> **What you should do**
Lines below that include the word "negative" should each be copied.

> **Data**

========================

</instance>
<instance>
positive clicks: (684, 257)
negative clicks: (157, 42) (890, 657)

========================

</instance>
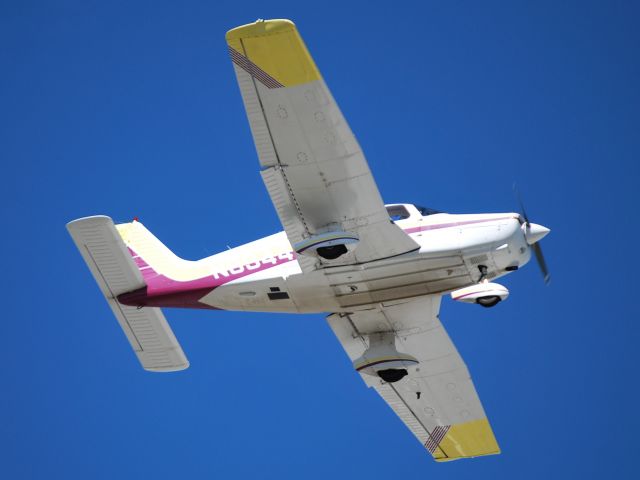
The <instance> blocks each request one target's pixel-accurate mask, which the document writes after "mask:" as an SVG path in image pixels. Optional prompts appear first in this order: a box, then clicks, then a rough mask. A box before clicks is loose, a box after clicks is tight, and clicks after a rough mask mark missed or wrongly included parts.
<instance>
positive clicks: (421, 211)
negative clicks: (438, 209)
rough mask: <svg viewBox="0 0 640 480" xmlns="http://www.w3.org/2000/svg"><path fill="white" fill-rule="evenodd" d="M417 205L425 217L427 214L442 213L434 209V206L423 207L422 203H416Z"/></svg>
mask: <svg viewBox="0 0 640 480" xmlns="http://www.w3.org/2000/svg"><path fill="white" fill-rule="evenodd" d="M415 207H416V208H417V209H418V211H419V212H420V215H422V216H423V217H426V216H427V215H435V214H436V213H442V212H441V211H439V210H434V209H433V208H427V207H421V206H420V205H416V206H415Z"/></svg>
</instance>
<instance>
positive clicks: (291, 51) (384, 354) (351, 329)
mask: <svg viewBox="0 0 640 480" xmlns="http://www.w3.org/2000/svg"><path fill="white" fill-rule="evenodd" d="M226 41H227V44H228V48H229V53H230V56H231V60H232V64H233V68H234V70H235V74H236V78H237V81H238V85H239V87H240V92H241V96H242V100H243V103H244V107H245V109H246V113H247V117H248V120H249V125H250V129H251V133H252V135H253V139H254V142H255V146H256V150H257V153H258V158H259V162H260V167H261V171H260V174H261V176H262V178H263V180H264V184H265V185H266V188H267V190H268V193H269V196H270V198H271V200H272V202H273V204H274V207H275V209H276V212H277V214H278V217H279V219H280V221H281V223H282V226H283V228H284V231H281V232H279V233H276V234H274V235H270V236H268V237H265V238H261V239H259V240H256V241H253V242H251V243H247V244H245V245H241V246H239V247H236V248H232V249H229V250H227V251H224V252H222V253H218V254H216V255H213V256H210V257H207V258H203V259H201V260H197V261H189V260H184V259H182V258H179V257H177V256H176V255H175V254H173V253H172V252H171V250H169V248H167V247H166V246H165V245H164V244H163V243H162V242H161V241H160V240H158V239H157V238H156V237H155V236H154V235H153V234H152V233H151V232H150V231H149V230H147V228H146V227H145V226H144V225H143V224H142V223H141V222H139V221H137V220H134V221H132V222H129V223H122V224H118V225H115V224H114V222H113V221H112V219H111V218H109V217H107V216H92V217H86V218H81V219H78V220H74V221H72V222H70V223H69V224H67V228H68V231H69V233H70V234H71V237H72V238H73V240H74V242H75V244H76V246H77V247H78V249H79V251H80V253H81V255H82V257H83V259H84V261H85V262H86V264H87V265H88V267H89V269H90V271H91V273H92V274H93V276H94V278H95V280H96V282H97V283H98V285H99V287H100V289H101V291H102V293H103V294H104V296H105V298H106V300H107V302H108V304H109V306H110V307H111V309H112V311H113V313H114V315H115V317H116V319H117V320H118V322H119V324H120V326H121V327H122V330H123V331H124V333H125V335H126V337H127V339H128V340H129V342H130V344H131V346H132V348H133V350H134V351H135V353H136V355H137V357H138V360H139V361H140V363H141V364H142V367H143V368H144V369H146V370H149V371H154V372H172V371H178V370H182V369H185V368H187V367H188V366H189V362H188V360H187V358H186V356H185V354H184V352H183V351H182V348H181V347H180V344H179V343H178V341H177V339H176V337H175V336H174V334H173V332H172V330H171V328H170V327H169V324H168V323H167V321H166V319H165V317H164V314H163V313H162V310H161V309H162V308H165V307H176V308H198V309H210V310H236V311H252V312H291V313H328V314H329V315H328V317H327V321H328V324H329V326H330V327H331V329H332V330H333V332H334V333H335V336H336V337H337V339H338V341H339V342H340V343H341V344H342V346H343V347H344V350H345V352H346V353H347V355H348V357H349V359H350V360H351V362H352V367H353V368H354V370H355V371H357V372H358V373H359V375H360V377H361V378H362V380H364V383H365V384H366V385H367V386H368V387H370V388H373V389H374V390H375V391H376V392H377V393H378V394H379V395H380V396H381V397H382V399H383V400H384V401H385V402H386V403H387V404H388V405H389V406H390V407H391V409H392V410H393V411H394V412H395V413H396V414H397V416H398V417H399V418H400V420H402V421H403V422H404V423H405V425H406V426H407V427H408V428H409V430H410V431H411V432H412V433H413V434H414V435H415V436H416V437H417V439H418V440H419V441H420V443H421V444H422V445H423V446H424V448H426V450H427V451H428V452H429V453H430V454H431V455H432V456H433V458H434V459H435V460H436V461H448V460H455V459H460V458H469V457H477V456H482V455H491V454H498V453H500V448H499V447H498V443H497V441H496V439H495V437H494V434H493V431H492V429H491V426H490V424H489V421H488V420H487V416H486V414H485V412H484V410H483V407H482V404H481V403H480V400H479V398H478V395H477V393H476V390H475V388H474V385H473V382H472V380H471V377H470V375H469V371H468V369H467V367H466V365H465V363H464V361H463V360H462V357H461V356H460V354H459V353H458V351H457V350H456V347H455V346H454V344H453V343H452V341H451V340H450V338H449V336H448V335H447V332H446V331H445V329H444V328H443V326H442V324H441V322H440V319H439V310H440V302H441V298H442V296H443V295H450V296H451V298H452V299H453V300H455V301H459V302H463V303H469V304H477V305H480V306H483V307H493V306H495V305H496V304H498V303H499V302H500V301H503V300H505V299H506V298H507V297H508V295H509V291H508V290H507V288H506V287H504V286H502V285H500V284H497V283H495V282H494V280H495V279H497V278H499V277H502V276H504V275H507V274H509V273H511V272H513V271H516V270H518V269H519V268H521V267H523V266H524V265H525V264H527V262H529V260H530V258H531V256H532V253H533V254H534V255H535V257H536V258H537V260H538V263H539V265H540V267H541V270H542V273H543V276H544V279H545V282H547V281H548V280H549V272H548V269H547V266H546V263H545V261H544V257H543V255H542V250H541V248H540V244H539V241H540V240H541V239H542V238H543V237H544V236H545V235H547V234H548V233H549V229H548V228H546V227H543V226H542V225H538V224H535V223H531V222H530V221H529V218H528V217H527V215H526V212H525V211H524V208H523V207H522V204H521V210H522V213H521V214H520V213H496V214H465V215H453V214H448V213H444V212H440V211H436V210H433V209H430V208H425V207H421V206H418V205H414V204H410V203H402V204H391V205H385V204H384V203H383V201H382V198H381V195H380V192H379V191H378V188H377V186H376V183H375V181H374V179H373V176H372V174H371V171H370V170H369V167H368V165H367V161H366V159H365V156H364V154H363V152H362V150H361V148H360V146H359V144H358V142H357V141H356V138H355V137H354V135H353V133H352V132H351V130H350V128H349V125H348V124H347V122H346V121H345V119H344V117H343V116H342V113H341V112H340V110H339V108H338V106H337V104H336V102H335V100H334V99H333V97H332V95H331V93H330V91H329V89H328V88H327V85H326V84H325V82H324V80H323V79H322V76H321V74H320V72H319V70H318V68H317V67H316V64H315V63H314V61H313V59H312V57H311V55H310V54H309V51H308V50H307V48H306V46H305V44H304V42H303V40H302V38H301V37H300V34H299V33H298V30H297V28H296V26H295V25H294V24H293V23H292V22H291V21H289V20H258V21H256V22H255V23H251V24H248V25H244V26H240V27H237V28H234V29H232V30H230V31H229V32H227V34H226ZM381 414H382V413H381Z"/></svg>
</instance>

========================

> **Answer section**
negative clicks: (157, 42) (890, 657)
negative clicks: (438, 209)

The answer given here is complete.